## PAGE EXCERPT
What to do regarding signing/selling deed to my grandmother’s house if she is in nursing home?

My grandmother has owned her house for over 40 years now; the deed is in her name and my deceased grandfather’s name. My grandmother has been in a nursing home for 6 years now, my aunt signs over her check to the state for the nursing home. My father has always lived in this house and his mailing address has always been there. My father wants to give me the house, he’s not sure if the state will get involved though since my grandmother is in a nursing home. If she signs the deed over to me and gifts me the property for a dollar, will it go through? FYI this is her grandson asking.

Asked on February 28, 2019 under Real Estate Law, Pennsylvania

Answers:

SJZ, Member, New York Bar / FreeAdvice Contributing Attorney

Answered 1 year ago | Contributor

1) If she is still mentally compentent, then except if 2) below applies, she has the right to transfer the property to you for free, for $1 or fair market value, or for anything in between. There may be tax consequences for one or both of you, depending on what it is transferred for, so it is recommended that you speak to an accountant to better understand any potential issues, but a mentally compentent person could transfer property (e.g. a home) to you for $1 if she wanted.
2) But if she is now or within the next five years will be having Medicaid pay for her nursing home, then this could be an issue. You have to use your assets for your medical care before having Medicaid pay for it; if you don't, then the state can come after your assets to seek reimbursement of what Medicaid spent for you. To prevent people from hiding assets from Medicaid by transferring them for free or for less than market value, if there is a below market value transfer within five years (the "lookback" period) of the person needing Medicaid, the state can void or "set aside" the transfer: that is, undo it, then go after the property to reimburse Medicaid. A $1 transfer would clearly be a below-market value transfer, so if your mother is now on Medicaid or will be within the next five years, the house can be taken from you, returned to her or her estate (if she passes away), and then be taken by the state or a sale forced to repay Medicaid. 
(A market value transfer--buying the house for what it is worth--is not a problem since 1) it is not considered fradulent, because the asset is sold for what it is worth; and 2) the person gets the money for the house, so the state can look to that money to pay for the medical or nursing home care.)
So unless someone is paying for your grandmother's nursing home and she does not need Medicaid, either now or in the next five years, if you acquire the home for $1, it is possible the state could take it from you.

## INSTRUCTIONS FOR THE TASK
The Medicaid and deed-transfer Q&A states the amounts a mentally competent owner may accept when transferring the property. List each of those amounts as the attorney gives it.

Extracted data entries
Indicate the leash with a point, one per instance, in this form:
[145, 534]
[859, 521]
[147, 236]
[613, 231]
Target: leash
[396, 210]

## RESULT OF THE TASK
- for free
- for $1
- for fair market value
- for anything in between